[Start]

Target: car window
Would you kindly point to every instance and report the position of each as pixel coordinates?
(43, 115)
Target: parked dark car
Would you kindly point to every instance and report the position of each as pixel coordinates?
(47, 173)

[End]

# Aim
Rewrite all of the records above, putting "occurrence" wherever "instance" occurs and leaving everything else as it is.

# Completed exercise
Target: car window
Would you kindly point to every occurrence and report the position of each as pixel coordinates?
(43, 115)
Target: parked dark car
Would you kindly point to every occurrence and report the position of each as pixel coordinates?
(47, 173)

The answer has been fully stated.